◆ Task material ◆
§

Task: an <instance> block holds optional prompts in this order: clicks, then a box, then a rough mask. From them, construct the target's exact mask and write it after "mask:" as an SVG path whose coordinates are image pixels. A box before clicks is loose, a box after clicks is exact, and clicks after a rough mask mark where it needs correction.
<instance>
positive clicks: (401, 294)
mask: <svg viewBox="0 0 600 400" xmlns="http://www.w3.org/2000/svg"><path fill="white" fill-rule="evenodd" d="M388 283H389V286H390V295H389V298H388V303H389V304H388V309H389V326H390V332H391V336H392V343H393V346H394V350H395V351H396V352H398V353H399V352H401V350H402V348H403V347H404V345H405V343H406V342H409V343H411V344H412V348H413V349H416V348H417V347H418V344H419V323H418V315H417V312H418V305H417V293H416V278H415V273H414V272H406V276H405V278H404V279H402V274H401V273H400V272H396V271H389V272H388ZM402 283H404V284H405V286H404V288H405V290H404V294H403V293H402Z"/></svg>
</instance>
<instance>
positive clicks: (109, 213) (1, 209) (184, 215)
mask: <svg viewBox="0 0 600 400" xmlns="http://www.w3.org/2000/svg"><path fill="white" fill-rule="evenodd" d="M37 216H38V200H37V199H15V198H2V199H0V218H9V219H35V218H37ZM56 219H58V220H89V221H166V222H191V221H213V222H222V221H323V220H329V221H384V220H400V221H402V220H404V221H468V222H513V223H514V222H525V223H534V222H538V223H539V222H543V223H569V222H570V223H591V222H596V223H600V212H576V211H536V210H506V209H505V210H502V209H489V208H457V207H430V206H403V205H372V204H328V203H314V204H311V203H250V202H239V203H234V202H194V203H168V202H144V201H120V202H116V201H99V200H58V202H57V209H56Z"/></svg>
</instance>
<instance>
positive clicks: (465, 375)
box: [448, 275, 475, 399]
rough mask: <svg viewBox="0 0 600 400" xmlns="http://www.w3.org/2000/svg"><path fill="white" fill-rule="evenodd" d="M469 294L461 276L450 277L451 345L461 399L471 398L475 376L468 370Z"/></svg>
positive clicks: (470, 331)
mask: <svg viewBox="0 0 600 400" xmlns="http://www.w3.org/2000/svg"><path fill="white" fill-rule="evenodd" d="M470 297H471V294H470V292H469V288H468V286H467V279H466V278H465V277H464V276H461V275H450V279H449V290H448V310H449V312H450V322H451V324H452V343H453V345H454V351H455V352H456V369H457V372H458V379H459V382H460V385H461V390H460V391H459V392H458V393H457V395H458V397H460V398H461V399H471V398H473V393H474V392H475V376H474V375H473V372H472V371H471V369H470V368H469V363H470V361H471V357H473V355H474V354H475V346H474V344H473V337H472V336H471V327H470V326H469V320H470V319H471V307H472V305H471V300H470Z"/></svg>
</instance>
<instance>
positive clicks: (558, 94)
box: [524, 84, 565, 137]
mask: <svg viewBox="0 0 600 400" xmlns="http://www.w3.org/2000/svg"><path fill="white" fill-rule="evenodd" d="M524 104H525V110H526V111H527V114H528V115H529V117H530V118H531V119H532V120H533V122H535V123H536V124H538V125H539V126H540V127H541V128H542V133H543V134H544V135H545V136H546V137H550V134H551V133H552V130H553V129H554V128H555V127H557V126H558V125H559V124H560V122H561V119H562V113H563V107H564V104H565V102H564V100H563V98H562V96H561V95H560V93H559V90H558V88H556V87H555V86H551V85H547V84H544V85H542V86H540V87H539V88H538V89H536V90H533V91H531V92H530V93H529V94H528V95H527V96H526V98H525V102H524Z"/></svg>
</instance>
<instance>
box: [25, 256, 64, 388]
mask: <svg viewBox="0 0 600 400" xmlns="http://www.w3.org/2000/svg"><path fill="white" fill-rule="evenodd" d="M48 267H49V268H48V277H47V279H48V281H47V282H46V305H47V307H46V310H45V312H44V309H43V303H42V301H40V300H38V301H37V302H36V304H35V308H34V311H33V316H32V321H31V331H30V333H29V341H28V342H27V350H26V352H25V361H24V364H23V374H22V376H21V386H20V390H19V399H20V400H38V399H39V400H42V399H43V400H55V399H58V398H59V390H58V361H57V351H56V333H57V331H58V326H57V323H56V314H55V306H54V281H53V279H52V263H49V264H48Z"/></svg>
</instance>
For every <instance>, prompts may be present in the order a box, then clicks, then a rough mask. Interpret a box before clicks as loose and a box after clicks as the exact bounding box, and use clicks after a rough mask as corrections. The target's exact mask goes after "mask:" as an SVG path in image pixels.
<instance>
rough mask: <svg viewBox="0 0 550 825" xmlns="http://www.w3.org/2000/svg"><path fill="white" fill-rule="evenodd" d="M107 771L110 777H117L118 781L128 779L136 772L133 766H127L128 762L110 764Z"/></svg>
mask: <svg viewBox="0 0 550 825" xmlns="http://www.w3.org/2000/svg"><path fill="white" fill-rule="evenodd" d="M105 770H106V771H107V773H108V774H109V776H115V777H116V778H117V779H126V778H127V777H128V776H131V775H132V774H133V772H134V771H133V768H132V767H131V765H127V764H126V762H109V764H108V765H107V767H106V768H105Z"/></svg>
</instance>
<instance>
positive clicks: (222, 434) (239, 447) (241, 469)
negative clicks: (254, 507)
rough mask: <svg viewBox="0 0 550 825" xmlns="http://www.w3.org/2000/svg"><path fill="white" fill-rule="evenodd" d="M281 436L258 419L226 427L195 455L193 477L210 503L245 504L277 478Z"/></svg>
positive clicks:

§

Can you render every line of the data above as a JSON list of strings, one string per line, with blank lines omitted?

[
  "Task: an <instance> block holds optional prompts in this order: clicks, then a box, then a rough mask. From them, construct the target's exact mask and write it after \"mask:\" as an SVG path whose coordinates are image pixels. A box before clicks is loose, a box after clicks is exact, and clicks after a rough mask mark where it needs correction.",
  "<instance>",
  "positive clicks: (401, 294)",
  "mask: <svg viewBox=\"0 0 600 400\" xmlns=\"http://www.w3.org/2000/svg\"><path fill=\"white\" fill-rule=\"evenodd\" d=\"M388 283H389V286H390V295H389V298H388V303H389V304H388V309H389V326H390V332H391V336H392V343H393V346H394V350H395V351H396V352H398V353H399V352H401V350H402V348H403V347H404V345H405V343H406V342H409V343H411V344H412V348H413V349H416V348H417V347H418V344H419V323H418V315H417V312H418V305H417V293H416V278H415V273H414V272H406V276H405V278H404V279H402V274H401V273H400V272H396V271H389V272H388ZM402 283H404V284H405V286H404V288H405V290H404V294H403V293H402Z\"/></svg>",
  "</instance>",
  "<instance>",
  "positive clicks: (109, 213) (1, 209) (184, 215)",
  "mask: <svg viewBox=\"0 0 600 400\" xmlns=\"http://www.w3.org/2000/svg\"><path fill=\"white\" fill-rule=\"evenodd\" d=\"M37 216H38V200H37V199H15V198H2V199H0V218H9V219H35V218H37ZM56 219H58V220H89V221H166V222H191V221H213V222H222V221H323V220H329V221H384V220H400V221H402V220H404V221H468V222H513V223H514V222H525V223H534V222H538V223H539V222H543V223H569V222H570V223H591V222H596V223H600V212H576V211H536V210H506V209H505V210H502V209H489V208H457V207H430V206H403V205H372V204H328V203H314V204H311V203H250V202H239V203H234V202H194V203H168V202H144V201H120V202H116V201H99V200H58V202H57V209H56Z\"/></svg>",
  "</instance>",
  "<instance>",
  "positive clicks: (465, 375)",
  "box: [448, 275, 475, 399]",
  "rough mask: <svg viewBox=\"0 0 600 400\" xmlns=\"http://www.w3.org/2000/svg\"><path fill=\"white\" fill-rule=\"evenodd\" d=\"M469 294L461 276L450 277L451 345L461 399L471 398L475 376L468 370Z\"/></svg>",
  "positive clicks: (470, 331)",
  "mask: <svg viewBox=\"0 0 600 400\" xmlns=\"http://www.w3.org/2000/svg\"><path fill=\"white\" fill-rule=\"evenodd\" d=\"M470 297H471V294H470V292H469V288H468V286H467V279H466V278H465V277H464V276H461V275H450V279H449V290H448V310H449V312H450V322H451V324H452V343H453V345H454V351H455V352H456V369H457V372H458V379H459V382H460V385H461V390H460V391H459V392H458V393H457V395H458V397H460V398H461V399H471V398H473V393H474V392H475V376H474V375H473V372H472V371H471V369H470V368H469V363H470V361H471V357H473V355H474V354H475V346H474V344H473V337H472V336H471V327H470V326H469V320H470V319H471V307H472V305H471V300H470Z\"/></svg>",
  "</instance>",
  "<instance>",
  "positive clicks: (558, 94)",
  "box: [524, 84, 565, 137]",
  "mask: <svg viewBox=\"0 0 600 400\" xmlns=\"http://www.w3.org/2000/svg\"><path fill=\"white\" fill-rule=\"evenodd\" d=\"M524 104H525V110H526V111H527V114H528V115H529V117H530V118H531V119H532V120H533V122H535V123H536V124H538V125H539V126H540V127H541V128H542V133H543V134H544V135H545V136H546V137H550V134H551V133H552V130H553V129H554V128H555V127H557V126H558V125H559V124H560V122H561V119H562V113H563V107H564V104H565V102H564V100H563V98H562V96H561V95H560V93H559V90H558V88H556V87H555V86H551V85H547V84H544V85H542V86H540V87H539V88H538V89H536V90H533V91H531V92H530V93H529V94H528V95H527V96H526V98H525V102H524Z\"/></svg>",
  "</instance>",
  "<instance>",
  "box: [25, 256, 64, 388]",
  "mask: <svg viewBox=\"0 0 600 400\" xmlns=\"http://www.w3.org/2000/svg\"><path fill=\"white\" fill-rule=\"evenodd\" d=\"M48 267H49V268H48V277H47V279H48V281H47V282H46V305H47V307H46V310H45V312H44V309H43V303H42V301H40V300H38V301H37V302H36V304H35V308H34V311H33V316H32V321H31V331H30V333H29V341H28V342H27V350H26V352H25V361H24V364H23V374H22V376H21V386H20V390H19V399H20V400H38V399H39V400H42V399H43V400H55V399H58V398H59V390H58V361H57V351H56V333H57V331H58V326H57V323H56V314H55V306H54V281H53V279H52V263H49V264H48Z\"/></svg>",
  "</instance>",
  "For every <instance>, prompts may be present in the order a box, then clicks, then a rough mask. Interpret a box before clicks as loose and a box after clicks as the exact bounding box, and use clicks after a rough mask as corrections. The target's exact mask goes after \"mask:\" as an SVG path in image pixels.",
  "<instance>",
  "rough mask: <svg viewBox=\"0 0 550 825\" xmlns=\"http://www.w3.org/2000/svg\"><path fill=\"white\" fill-rule=\"evenodd\" d=\"M107 771L110 777H117L118 781L128 779L136 772L133 766H127L128 762L110 764Z\"/></svg>",
  "mask: <svg viewBox=\"0 0 550 825\" xmlns=\"http://www.w3.org/2000/svg\"><path fill=\"white\" fill-rule=\"evenodd\" d=\"M105 770H106V771H107V773H108V774H109V776H115V777H116V778H117V779H126V778H127V777H128V776H131V775H132V774H133V772H134V771H133V768H132V767H131V765H127V764H126V762H109V764H108V765H107V767H106V768H105Z\"/></svg>",
  "</instance>",
  "<instance>",
  "positive clicks: (222, 434) (239, 447) (241, 469)",
  "negative clicks: (254, 507)",
  "rough mask: <svg viewBox=\"0 0 550 825\" xmlns=\"http://www.w3.org/2000/svg\"><path fill=\"white\" fill-rule=\"evenodd\" d=\"M281 436L258 419L226 427L195 455L193 477L210 503L245 504L277 478Z\"/></svg>",
  "positive clicks:"
]